- _Segmentation annotation records_:
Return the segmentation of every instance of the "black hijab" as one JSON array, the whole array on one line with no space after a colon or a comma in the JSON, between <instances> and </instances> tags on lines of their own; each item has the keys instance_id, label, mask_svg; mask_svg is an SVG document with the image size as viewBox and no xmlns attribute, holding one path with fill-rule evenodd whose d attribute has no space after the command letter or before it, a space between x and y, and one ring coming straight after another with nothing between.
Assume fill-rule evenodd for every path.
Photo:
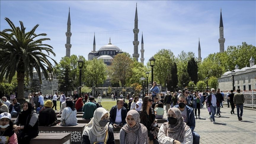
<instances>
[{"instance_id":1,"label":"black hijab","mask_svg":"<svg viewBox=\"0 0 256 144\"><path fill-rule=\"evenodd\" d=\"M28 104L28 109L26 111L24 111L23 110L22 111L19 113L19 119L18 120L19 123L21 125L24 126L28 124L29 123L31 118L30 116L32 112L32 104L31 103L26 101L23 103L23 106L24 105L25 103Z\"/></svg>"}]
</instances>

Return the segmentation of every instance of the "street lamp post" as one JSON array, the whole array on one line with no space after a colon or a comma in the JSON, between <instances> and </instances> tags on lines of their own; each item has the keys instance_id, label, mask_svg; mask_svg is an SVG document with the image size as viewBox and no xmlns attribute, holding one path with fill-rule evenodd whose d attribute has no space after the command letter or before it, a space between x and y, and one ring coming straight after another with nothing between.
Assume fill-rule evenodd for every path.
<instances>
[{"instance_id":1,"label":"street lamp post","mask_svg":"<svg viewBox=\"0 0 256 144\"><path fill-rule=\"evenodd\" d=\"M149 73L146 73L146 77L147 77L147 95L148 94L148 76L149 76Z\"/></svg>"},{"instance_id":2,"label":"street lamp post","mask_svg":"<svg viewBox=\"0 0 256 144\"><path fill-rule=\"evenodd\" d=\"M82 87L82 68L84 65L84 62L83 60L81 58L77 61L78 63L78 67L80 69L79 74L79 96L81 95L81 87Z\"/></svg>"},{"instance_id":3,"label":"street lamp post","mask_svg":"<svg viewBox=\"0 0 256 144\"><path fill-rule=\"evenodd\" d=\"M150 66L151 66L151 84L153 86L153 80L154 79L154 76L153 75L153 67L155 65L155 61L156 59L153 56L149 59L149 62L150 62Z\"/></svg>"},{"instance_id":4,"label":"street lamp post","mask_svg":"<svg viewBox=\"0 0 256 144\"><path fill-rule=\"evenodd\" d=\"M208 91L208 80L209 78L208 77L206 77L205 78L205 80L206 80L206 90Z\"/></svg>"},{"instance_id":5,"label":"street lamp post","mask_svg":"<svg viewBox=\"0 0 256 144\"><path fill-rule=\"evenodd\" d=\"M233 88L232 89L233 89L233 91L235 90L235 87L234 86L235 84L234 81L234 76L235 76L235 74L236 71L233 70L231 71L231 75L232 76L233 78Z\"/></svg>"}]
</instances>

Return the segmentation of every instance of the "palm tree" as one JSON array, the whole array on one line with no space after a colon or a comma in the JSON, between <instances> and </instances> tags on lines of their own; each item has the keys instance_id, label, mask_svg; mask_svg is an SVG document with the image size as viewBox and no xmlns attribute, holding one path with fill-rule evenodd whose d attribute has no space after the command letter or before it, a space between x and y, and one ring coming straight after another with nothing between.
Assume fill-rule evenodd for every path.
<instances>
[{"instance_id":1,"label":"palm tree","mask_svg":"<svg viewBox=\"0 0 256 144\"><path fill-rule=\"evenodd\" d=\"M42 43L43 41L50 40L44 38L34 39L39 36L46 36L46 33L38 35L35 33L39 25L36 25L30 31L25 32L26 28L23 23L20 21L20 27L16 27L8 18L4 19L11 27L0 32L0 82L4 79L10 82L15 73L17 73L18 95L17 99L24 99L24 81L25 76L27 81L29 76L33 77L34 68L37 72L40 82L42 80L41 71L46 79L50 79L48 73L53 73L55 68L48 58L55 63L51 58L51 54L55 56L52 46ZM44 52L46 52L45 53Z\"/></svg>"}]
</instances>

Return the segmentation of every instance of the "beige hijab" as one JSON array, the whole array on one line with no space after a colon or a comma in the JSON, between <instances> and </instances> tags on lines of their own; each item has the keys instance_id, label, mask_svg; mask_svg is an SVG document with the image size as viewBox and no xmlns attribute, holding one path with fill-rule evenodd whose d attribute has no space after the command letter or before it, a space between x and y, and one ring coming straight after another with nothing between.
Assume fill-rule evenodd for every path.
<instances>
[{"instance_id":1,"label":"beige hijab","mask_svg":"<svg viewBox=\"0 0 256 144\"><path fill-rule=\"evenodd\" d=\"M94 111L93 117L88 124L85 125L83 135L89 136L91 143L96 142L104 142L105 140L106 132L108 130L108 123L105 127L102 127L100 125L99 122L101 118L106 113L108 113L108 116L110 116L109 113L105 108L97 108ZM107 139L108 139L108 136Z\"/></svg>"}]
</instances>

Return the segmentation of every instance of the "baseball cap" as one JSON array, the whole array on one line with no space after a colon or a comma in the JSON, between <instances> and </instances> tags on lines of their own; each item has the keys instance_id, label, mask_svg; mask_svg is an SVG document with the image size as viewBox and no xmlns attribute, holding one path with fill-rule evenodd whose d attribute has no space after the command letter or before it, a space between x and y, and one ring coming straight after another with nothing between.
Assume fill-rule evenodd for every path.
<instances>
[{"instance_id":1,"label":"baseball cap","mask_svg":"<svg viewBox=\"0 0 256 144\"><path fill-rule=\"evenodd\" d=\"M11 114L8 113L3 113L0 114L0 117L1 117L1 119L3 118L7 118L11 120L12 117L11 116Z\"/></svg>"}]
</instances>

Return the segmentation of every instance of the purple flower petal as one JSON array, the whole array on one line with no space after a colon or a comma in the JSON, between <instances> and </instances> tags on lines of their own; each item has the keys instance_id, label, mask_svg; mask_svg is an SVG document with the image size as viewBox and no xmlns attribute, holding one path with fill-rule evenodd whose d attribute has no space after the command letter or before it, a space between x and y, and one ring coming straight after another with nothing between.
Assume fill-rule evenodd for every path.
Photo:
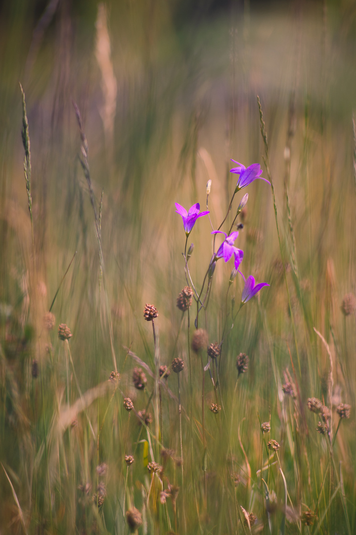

- _Exercise objective_: Apart from the pictures, the entries above are to be repeated in full and exactly.

- _Correct response_:
Return the segmentation of every instance of the "black hijab" as one JSON array, the whole array on one line with no space after a colon or a comma in the JSON, between <instances> and </instances> tags on lines of their own; each item has the keys instance_id, label, mask_svg; mask_svg is an SVG document with the image size as viewBox and no xmlns attribute, holding one path with fill-rule evenodd whose d attribute has no space after the command letter or before it, a space between x and y, and one ring coming straight after another with nothing between.
Assume fill-rule evenodd for every path.
Photo:
<instances>
[{"instance_id":1,"label":"black hijab","mask_svg":"<svg viewBox=\"0 0 256 144\"><path fill-rule=\"evenodd\" d=\"M28 104L28 109L26 111L24 111L23 110L22 111L19 113L19 119L18 120L19 123L21 125L24 126L28 124L29 123L31 118L30 116L32 112L32 104L31 103L26 101L23 103L23 106L24 105L25 103Z\"/></svg>"}]
</instances>

Return the segmentation of every instance of the "street lamp post" as one JSON array, the whole array on one line with no space after a colon or a comma in the JSON, between <instances> and </instances> tags on lines of their own; each item has the keys instance_id, label, mask_svg; mask_svg is an SVG document with the image size as viewBox and no xmlns attribute, holding one path with fill-rule evenodd whose d attribute has no space after the command letter or before it, a space between x and y, and one ring coming straight after another with nothing between.
Assume fill-rule evenodd for every path.
<instances>
[{"instance_id":1,"label":"street lamp post","mask_svg":"<svg viewBox=\"0 0 256 144\"><path fill-rule=\"evenodd\" d=\"M149 73L146 73L146 77L147 77L147 95L148 94L148 76L149 76Z\"/></svg>"},{"instance_id":2,"label":"street lamp post","mask_svg":"<svg viewBox=\"0 0 256 144\"><path fill-rule=\"evenodd\" d=\"M82 87L82 68L84 65L84 62L83 60L81 58L77 61L78 63L78 67L80 69L79 74L79 96L81 95L81 87Z\"/></svg>"},{"instance_id":3,"label":"street lamp post","mask_svg":"<svg viewBox=\"0 0 256 144\"><path fill-rule=\"evenodd\" d=\"M150 66L151 66L151 84L153 86L153 80L154 79L154 76L153 75L153 67L155 65L155 61L156 59L153 56L149 59L149 62L150 62Z\"/></svg>"},{"instance_id":4,"label":"street lamp post","mask_svg":"<svg viewBox=\"0 0 256 144\"><path fill-rule=\"evenodd\" d=\"M208 91L208 80L209 78L208 77L206 77L205 78L205 80L206 80L206 90Z\"/></svg>"},{"instance_id":5,"label":"street lamp post","mask_svg":"<svg viewBox=\"0 0 256 144\"><path fill-rule=\"evenodd\" d=\"M233 88L232 89L233 89L233 91L235 90L235 87L234 86L235 84L234 81L234 76L235 76L235 74L236 71L233 70L231 71L231 75L232 76L233 78Z\"/></svg>"}]
</instances>

Return the segmentation of every instance of the "palm tree" as one JSON array, the whole array on one line with no space after a colon or a comma in the JSON, between <instances> and </instances> tags on lines of their own; each item has the keys instance_id, label, mask_svg; mask_svg is an SVG document with the image size as viewBox and no xmlns attribute, holding one path with fill-rule evenodd whose d attribute has no space after the command letter or before it, a space between x and y, and one ring coming straight after another with nothing between.
Assume fill-rule evenodd for every path.
<instances>
[{"instance_id":1,"label":"palm tree","mask_svg":"<svg viewBox=\"0 0 256 144\"><path fill-rule=\"evenodd\" d=\"M42 43L43 41L50 40L44 38L34 39L39 36L46 36L46 33L38 35L35 33L39 25L36 25L30 31L25 32L26 28L23 23L20 21L20 27L16 27L8 18L4 19L11 27L0 32L0 82L4 79L10 82L15 73L17 73L18 95L17 99L24 99L24 81L25 76L27 81L29 76L33 77L34 68L37 72L40 82L42 80L41 71L46 79L50 79L48 73L53 73L55 68L48 58L55 63L51 58L51 54L55 56L52 46ZM44 52L46 52L45 53Z\"/></svg>"}]
</instances>

Return the segmentation of every instance of the "beige hijab" as one JSON array, the whole array on one line with no space after a colon or a comma in the JSON, between <instances> and </instances> tags on lines of their own; each item has the keys instance_id, label, mask_svg; mask_svg is an SVG document with the image size as viewBox and no xmlns attribute, holding one path with fill-rule evenodd whose d attribute has no space after the command letter or before it, a space between x and y, and one ring coming straight after another with nothing between.
Assume fill-rule evenodd for every path.
<instances>
[{"instance_id":1,"label":"beige hijab","mask_svg":"<svg viewBox=\"0 0 256 144\"><path fill-rule=\"evenodd\" d=\"M94 111L93 117L88 124L85 125L83 135L89 136L91 143L96 142L104 142L105 140L106 132L108 130L108 123L105 127L102 127L100 125L99 122L101 118L106 113L108 113L108 116L110 116L109 113L105 108L97 108ZM107 139L108 139L108 136Z\"/></svg>"}]
</instances>

Return the segmentation of every instance of the "baseball cap" as one JSON array, the whole array on one line with no space after a colon or a comma in the JSON, between <instances> and </instances> tags on lines of their own; each item has the keys instance_id, label, mask_svg; mask_svg is an SVG document with the image size as viewBox and no xmlns attribute, holding one path with fill-rule evenodd whose d attribute has no space after the command letter or before it, a space between x and y, and one ring coming straight after another with nothing between.
Assume fill-rule evenodd for every path.
<instances>
[{"instance_id":1,"label":"baseball cap","mask_svg":"<svg viewBox=\"0 0 256 144\"><path fill-rule=\"evenodd\" d=\"M11 114L8 113L3 113L0 114L0 117L1 117L1 119L3 118L7 118L11 120L12 117L11 116Z\"/></svg>"}]
</instances>

Return the segmentation of every instance of the purple flower petal as one JSON array, the whole array on one line with no space after a colon or a comma in the JSON, between <instances> and </instances> tags on lines of their own; each item has the keys instance_id, label, mask_svg; mask_svg is an SVG document with the image size as viewBox and no xmlns attribute, holding one path with fill-rule evenodd whose d attribute has no space after the command letter or before it, a space between x and y, and one ring coming straight after another with nothing between.
Assume fill-rule evenodd for every path.
Photo:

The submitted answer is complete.